----- Data for this exercise
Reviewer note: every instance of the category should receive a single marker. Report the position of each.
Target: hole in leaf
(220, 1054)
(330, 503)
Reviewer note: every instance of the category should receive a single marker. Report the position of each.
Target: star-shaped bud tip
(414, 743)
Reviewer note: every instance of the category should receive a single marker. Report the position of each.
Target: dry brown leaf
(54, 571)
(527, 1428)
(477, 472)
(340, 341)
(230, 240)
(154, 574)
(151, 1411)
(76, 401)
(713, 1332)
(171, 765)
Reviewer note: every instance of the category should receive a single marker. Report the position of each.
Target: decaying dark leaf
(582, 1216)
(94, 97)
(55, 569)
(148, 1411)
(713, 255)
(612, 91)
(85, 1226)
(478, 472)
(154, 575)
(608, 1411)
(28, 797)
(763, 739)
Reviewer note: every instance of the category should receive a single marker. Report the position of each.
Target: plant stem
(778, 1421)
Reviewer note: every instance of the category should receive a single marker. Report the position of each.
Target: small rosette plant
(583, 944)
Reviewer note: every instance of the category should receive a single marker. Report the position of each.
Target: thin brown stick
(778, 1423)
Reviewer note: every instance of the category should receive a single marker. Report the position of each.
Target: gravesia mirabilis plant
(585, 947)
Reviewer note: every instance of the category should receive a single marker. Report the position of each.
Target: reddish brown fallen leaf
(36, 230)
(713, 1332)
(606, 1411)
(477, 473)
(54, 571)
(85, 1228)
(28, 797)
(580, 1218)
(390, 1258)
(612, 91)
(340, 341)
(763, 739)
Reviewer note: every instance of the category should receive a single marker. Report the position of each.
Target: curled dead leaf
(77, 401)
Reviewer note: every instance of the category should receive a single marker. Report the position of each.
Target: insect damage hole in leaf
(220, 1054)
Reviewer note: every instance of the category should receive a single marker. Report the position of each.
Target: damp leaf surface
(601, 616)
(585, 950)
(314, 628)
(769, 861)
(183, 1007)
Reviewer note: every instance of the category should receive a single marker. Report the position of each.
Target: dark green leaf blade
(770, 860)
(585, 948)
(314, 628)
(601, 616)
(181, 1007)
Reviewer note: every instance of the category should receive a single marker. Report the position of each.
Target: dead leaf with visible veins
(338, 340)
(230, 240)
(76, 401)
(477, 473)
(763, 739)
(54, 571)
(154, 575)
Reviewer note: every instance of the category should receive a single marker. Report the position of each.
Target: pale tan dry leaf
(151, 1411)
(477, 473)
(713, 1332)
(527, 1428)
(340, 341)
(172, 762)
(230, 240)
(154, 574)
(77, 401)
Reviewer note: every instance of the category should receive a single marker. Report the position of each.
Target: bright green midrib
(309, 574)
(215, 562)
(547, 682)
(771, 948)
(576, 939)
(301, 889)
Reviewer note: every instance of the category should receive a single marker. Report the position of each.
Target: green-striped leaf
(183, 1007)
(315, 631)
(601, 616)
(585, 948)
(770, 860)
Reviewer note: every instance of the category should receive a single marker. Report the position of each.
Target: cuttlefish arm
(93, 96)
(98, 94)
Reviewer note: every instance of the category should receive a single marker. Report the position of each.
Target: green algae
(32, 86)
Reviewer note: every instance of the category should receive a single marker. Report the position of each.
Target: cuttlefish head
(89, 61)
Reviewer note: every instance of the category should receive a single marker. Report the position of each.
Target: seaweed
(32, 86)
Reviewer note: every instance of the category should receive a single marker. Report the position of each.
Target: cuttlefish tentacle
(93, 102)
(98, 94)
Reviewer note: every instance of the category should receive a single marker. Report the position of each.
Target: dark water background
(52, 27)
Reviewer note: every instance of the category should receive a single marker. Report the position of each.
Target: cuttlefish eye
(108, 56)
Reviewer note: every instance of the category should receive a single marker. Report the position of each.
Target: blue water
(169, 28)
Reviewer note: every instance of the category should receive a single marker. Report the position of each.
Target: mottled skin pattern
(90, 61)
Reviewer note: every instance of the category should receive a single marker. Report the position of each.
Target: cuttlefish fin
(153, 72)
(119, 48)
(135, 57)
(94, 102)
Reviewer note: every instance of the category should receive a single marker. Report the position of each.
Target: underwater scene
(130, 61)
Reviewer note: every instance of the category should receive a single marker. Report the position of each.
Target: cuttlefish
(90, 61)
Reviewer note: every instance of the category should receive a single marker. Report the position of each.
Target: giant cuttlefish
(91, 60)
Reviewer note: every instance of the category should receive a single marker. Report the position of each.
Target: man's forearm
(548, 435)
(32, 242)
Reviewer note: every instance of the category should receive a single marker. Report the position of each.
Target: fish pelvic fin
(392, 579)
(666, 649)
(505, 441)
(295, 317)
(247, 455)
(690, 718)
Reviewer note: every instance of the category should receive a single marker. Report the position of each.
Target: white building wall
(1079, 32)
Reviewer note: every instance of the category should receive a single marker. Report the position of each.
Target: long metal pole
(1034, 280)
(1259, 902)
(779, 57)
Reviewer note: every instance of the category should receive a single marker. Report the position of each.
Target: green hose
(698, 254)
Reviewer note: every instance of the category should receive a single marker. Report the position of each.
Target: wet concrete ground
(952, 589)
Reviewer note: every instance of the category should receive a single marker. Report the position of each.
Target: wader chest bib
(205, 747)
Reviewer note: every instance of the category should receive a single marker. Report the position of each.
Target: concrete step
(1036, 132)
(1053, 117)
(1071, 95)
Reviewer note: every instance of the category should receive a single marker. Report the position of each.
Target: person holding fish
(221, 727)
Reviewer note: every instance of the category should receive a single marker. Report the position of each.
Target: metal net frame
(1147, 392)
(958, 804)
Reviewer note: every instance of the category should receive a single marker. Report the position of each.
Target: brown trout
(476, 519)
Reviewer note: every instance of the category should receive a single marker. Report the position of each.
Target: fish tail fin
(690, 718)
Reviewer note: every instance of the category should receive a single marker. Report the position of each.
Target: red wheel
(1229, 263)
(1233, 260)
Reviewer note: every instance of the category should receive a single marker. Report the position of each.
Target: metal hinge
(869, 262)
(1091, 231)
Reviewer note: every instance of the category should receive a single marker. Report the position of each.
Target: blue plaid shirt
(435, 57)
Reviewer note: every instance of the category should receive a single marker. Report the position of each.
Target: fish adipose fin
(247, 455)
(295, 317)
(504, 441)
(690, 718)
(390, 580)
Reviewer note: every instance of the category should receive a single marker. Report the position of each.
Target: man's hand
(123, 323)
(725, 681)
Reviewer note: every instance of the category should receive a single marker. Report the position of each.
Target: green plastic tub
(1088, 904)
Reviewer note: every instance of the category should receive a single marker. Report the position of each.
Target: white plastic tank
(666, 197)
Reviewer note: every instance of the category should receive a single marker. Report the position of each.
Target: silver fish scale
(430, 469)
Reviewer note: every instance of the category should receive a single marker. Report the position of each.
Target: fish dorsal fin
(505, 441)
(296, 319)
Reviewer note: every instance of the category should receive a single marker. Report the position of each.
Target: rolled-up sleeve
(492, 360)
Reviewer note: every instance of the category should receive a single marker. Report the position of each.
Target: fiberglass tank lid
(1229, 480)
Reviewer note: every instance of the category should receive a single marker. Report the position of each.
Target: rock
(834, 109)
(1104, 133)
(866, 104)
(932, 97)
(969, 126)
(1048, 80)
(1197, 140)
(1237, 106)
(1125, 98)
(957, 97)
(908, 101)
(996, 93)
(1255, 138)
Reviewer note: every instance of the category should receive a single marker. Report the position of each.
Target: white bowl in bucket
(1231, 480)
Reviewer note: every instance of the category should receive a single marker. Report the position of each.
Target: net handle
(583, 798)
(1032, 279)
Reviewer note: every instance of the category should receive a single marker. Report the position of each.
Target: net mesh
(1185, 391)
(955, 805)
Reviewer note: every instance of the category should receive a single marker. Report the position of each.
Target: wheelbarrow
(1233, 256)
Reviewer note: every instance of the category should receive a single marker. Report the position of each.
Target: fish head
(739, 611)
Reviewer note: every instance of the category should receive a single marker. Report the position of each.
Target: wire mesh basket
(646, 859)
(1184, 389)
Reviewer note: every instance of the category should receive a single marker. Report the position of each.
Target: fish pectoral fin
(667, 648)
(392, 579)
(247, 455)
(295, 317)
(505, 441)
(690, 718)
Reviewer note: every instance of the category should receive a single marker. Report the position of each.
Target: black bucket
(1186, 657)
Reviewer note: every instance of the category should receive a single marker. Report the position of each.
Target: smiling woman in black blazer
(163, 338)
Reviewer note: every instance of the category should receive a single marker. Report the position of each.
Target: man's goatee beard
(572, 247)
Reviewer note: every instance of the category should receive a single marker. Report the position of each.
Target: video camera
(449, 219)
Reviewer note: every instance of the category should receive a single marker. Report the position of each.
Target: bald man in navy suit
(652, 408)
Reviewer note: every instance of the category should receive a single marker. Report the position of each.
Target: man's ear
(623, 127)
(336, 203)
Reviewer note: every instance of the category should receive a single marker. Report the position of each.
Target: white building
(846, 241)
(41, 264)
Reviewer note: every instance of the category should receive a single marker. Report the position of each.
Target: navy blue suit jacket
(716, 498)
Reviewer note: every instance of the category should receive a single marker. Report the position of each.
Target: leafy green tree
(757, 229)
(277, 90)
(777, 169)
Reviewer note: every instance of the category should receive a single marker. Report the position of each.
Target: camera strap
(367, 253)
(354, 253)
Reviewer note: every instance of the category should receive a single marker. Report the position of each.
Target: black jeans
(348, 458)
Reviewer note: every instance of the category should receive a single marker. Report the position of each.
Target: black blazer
----------
## Directions
Pull out every line in the rows above that contains the word "dead" and list those lines.

## Reply
Target: curled dead leaf
Target: dead leaf with visible veins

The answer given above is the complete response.